» **Text provided**
[Start]
How I felt turning 25

My birthday is in March, as we all know by now because I have talked about it so much. So in January of 2017, something inside of me began to shift, I felt unsettled, I felt like I had this ticking time bomb inside of me, my emotions where all over the place. I remember constantly saying to those around me, that I was getting “old” and how I couldn’t believe how “old” I was. I giggle now at that, how I am older now and completely find myself saying how “young” I am or how “young” I feel.

I remember always feeling alone, in my relationship and in general, I am the only one in my family who lives in the Inland Empire. By late January I left my fiancé, I had compared my relationship so much to others that I found myself wanting out because it wasn’t where I thought our relationship should be. I won’t sugar coat things either, there were issues in the relationship that were far from perfect, and these things really were the straw that broke the already mentally and emotionally exhausted break.

novacane for the pain

I was living with my cousin and then back home with my mom, not knowing what I was going to do with my life, all I knew is that for the first time in my adult life I felt like I was “putting myself first”. I was doing whatever I wanted, like getting a very questionable piercing, cutting my bangs/hair, partying with my cousins, and doing anything and everything I could to not think about turning 25.

deep convos with young bros

My family threw me this huge beautiful birthday party, that started out as a surprise, until my mom spilled the beans. Even though I was walking around fearing this number, this age, I paraded around in my white dress that I claimed was my “wedding dress” because I was getting married to myself, and in my fake flower crown I handmade. I come from a huge Mexican family, partying is what we know how to do, and I loved being around family, but hated what we were celebrating because I did not feel worthy of celebration. What did I have to show for? What was worthy of celebrating? In my 25 years of life I felt as I had accomplished nothing. So that night I drank, I drank so much that I blacked out. I’m glad I remember cutting my cake and taking pics with family but I don’t remember my cousins holding my hair as I puked the bottomless tequila shots.

By now I’m sure you’re probably thinking, it sounds counterproductive right? Why would I leave my fiancé if I felt like I should be married with kids by 25? Why act so reckless if what I felt I needed and wanted was stability? The answer is complex, all I know is that at the time the only thing that made sense was to run. Run as fast and as far as I could to avoid these feelings of failure. Perhaps I thought that if I didn’t have a fiancé then that would explain why I wasn’t married yet, and why I didn’t have kids yet. Perhaps if I was single that meant that society, family and friends wouldn’t question why I didn’t have all the things I thought I should by 25.
[End]
» **Given exercise A**
Answer these from the essay on turning 25:
(i) In what month is the writer's birthday?
(ii) Where did the writer live after leaving the fiancé?
(iii) What did the writer wear at the birthday party?
» **Given exercise B**
Carry on the essay on turning 25, picking up after its final sentence.
The material that follows plays no part in what is asked here.

» **Information provided**
[Start]
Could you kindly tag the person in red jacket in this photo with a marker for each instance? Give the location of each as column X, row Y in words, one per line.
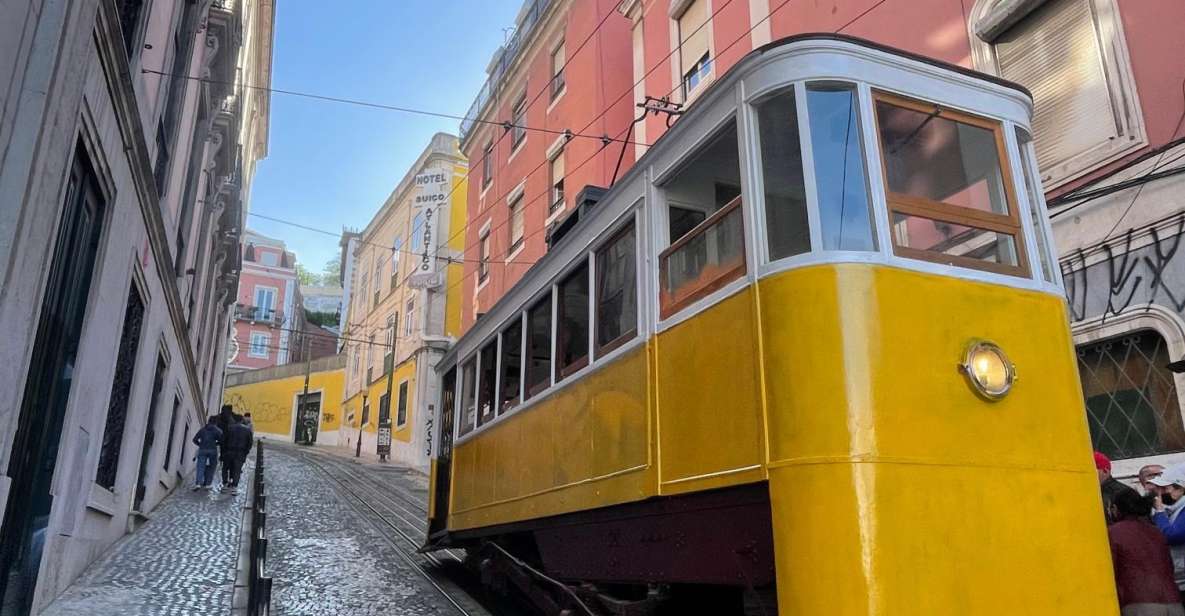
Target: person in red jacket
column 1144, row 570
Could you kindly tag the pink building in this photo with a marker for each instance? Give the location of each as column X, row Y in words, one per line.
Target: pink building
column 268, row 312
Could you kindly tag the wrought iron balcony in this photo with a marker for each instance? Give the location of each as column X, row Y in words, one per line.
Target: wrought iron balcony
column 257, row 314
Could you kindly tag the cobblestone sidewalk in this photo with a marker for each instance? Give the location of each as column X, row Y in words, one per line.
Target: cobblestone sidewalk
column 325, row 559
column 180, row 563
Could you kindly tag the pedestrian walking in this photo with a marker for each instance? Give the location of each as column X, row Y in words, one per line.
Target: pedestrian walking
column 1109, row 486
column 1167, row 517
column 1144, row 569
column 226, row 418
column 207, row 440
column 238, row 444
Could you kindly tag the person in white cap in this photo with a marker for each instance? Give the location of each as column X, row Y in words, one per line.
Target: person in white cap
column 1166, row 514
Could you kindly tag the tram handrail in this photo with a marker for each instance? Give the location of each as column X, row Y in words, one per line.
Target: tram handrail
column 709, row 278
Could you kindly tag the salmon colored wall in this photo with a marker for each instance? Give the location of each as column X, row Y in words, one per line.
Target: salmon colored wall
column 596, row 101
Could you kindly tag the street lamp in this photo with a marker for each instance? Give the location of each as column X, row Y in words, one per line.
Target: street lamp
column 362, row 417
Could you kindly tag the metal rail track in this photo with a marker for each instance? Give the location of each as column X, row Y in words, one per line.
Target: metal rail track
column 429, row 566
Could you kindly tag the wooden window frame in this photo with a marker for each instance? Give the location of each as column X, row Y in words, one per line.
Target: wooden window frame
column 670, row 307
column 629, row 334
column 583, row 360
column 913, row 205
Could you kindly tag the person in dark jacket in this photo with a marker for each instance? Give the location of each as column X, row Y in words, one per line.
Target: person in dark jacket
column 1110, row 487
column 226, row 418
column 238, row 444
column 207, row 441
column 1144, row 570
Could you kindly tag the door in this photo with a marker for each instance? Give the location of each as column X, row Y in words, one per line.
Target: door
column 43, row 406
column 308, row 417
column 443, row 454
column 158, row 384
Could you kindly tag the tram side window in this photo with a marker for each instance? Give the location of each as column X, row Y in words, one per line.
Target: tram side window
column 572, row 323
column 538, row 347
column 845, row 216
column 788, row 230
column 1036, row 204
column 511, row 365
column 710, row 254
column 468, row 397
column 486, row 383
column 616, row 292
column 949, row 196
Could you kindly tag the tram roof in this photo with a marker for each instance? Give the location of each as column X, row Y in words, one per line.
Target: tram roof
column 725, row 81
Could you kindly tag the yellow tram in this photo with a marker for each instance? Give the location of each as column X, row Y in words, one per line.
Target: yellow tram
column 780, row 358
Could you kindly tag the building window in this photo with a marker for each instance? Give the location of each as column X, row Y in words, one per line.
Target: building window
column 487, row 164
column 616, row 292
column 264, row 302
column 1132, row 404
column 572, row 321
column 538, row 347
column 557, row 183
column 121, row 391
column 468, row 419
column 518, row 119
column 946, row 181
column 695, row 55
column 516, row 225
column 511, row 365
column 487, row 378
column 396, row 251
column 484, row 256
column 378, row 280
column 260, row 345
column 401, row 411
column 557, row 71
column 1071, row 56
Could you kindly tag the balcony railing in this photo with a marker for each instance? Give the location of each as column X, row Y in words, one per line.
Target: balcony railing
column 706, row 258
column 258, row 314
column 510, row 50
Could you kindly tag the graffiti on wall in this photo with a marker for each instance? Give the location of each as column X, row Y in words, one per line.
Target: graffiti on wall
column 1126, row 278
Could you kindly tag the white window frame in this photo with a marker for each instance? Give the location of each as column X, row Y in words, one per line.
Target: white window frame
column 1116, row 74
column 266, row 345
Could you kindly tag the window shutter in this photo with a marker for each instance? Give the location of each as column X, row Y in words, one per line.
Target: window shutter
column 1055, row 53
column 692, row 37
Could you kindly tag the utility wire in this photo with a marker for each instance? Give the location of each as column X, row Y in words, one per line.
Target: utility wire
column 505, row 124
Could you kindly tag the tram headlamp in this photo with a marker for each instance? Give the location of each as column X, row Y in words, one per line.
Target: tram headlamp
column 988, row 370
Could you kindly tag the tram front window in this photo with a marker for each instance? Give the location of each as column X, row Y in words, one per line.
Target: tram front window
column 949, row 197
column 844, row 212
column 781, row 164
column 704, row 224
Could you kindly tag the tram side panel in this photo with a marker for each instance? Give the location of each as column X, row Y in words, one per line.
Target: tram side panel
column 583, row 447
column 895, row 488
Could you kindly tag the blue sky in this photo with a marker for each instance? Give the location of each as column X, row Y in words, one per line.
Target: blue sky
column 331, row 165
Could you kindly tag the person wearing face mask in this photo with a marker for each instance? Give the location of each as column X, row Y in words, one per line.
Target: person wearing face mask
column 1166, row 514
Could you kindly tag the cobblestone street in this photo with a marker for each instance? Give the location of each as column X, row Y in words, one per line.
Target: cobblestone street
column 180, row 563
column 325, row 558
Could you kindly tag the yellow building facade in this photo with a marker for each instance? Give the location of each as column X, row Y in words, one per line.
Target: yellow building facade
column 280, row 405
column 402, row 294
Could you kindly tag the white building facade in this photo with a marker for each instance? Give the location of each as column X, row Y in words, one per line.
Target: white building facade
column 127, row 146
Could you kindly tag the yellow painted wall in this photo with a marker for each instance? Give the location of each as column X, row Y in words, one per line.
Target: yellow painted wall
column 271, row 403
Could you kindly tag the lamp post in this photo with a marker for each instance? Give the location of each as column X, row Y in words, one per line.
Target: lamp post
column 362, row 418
[End]
[Start]
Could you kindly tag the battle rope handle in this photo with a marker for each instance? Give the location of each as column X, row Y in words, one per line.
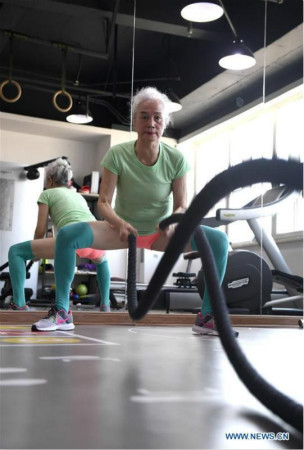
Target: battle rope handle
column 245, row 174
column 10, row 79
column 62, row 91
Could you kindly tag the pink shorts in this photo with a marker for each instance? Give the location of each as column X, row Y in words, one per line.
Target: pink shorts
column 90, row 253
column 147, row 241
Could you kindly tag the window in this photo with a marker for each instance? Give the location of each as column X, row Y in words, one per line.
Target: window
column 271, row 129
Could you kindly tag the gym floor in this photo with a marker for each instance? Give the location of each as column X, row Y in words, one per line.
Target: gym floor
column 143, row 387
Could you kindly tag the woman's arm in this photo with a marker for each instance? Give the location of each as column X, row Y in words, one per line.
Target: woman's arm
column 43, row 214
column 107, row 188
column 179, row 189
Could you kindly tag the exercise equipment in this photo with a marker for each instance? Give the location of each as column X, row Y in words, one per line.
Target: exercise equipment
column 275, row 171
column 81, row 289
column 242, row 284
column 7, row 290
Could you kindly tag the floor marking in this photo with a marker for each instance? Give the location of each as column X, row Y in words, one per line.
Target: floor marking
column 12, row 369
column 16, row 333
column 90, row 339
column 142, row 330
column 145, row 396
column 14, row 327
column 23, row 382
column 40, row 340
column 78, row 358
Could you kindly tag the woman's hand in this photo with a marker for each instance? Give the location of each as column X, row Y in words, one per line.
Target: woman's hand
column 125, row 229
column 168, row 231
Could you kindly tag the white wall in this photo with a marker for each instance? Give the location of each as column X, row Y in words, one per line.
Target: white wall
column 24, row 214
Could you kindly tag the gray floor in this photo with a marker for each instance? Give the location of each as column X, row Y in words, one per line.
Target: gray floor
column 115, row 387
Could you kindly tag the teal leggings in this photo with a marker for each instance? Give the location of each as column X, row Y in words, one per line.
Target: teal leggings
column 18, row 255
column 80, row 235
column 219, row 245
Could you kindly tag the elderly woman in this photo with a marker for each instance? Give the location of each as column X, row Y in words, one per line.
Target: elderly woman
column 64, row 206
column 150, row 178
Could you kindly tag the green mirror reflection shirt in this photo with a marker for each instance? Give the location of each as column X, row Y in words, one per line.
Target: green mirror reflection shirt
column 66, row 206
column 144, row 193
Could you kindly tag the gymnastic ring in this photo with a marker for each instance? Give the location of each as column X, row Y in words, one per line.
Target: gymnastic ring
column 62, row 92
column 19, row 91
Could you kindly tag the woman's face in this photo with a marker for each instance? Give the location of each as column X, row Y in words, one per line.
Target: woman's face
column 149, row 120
[End]
» **Task result A**
(i) March.
(ii) First with a cousin, then back home with the writer's mom.
(iii) A white dress the writer called a "wedding dress" and a handmade fake flower crown.

» **Task result B**
I found myself crying a lot, I was depressed, I was at my lowest, and for the most part I played the “I’m happy to be free” card and role pretty damn well. I had those around me convinced I was fine, I was happy, I was just living my life as I wanted. Behind closed doors and when I was alone, I cried, I hated being alone, I hated having to confront all my emotions which is why I always filled my time with family and friends. To be alone meant to confront what was really running from, myself, and to realize that I had abandoned my life because of what society made think I needed to have.

San Francisco 2014. 22 bday trip

I have nothing but love, appreciation, and endless amount of gratitude for my fiancé, he fought ferociously and lovingly for me. He was there, ready to accept me back in with loving arms when I returned. I had hurt him, and I still cry just as I am now writing all this out, because I was so lost that year and I hurt him and those around me.

When I finally got passed turning 25, and I realized it wasn’t so scary, I was NOT old, and finally said F**k what society thinks I should have, I became much happier and THAT was liberating.

I realized once again that I have never cared what others thought of me, so why did I care now. What I have come to understand it was that while I thought I too wanted these things, I don’t care when they come to me, or when I finally obtain these things. I believe in that everything happens for a reason, and that the Universe and Creator’s timing is never wrong. I have learned that what is for me is for ME, and nothing can change that.

This year broke me, but I have spent the last few years building and growing. Since that time, I have started a business, some relationships I grew out of while some grew stronger, I have really stepped into my power and learned the art of self love and found a community. I AM SUCCESSFUL and I have so much more than I ever thought I would after turning 25!

Back to loving birthdays ♥️

I am back to enjoying birthdays, and I grow excited about their arrival. I am me, and this is my life, and I am more than content and happy with the way it is going and the way it has turned out.

I used to brush off and jokingly say I had a quarter life crisis, but the truth is I did and I was both anxious and depressed, and it is okay to admit this. It is my truth, I got help, and I have healed from this year. And I continue to do the work because I know that while it may have been an isolated time, I know that my mental health is important and because of this I am where I am today. Just a few days away from turning 29 almost 30 and I am okay with that, I am happy to start another journey around the sun 🌞

xo-

jay

#JLOVEKNITSVIRTUALCLEANUP

March 1st 2021 Ontario, Ca

Happy March!

March is a month, I looooovvveeee! Selfishly and completely bias as it is my birth month, but truthfully I love it for so many other reasons.

Like its Women’s History Month, with International Women’s Day being March 8th and Craft month!

I also feel like as a born and raised Cali girl, this is one of the last “Winter” months where the temperature is cool, with sunny skies right before we head into spring weather and scorching temps.

But let’s go back to being a little selfish and talk about my birthday, more specifically something I want for my birthday!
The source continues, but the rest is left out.